===== Data listing

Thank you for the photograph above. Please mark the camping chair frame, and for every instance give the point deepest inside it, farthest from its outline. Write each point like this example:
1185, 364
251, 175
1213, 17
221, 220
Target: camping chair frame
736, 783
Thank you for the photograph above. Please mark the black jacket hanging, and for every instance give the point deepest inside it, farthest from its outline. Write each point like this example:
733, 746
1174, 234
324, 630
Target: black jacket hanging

==========
===== Data listing

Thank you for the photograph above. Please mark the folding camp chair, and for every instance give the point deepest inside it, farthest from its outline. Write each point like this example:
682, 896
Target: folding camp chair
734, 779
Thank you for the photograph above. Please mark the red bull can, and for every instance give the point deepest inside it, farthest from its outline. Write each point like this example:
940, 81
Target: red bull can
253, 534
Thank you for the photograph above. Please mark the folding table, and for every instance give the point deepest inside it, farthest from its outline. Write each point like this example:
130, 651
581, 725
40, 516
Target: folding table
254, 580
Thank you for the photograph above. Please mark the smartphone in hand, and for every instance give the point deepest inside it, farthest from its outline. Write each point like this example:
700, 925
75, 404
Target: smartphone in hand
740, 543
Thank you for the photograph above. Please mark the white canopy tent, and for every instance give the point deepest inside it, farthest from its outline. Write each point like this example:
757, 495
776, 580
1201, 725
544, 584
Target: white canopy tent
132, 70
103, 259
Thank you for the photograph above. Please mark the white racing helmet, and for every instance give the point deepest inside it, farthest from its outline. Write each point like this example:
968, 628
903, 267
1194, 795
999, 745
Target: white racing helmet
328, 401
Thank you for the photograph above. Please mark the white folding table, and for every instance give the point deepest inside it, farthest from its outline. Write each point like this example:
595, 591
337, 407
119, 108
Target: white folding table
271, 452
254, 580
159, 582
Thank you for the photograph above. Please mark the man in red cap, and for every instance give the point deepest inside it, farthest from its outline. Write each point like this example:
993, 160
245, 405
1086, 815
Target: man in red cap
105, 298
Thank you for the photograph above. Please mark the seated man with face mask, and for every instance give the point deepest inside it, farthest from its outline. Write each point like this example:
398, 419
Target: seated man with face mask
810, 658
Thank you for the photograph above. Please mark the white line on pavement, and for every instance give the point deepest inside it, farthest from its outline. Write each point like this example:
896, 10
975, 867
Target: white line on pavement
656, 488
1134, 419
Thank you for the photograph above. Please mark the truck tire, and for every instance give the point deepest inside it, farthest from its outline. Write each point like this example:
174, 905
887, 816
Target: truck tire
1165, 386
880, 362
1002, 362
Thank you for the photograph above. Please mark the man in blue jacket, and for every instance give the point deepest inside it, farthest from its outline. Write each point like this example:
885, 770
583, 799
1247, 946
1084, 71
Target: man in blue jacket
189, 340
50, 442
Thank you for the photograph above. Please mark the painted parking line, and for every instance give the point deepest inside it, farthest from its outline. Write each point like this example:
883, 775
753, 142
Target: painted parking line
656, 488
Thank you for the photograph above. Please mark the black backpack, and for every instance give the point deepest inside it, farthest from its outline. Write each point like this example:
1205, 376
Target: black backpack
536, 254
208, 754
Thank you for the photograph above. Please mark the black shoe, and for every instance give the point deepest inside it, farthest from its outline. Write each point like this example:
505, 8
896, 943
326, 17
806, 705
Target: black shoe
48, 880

==========

◆ **Your assignment**
Copy each line of the entries that includes the word "hanging".

◆ **Output of the exercise**
Thank you for the photograph above. Please mark the black jacket hanging, and for every instance give the point deepest inside it, farthest from its outline. Write each point like this example:
Target: black jacket hanging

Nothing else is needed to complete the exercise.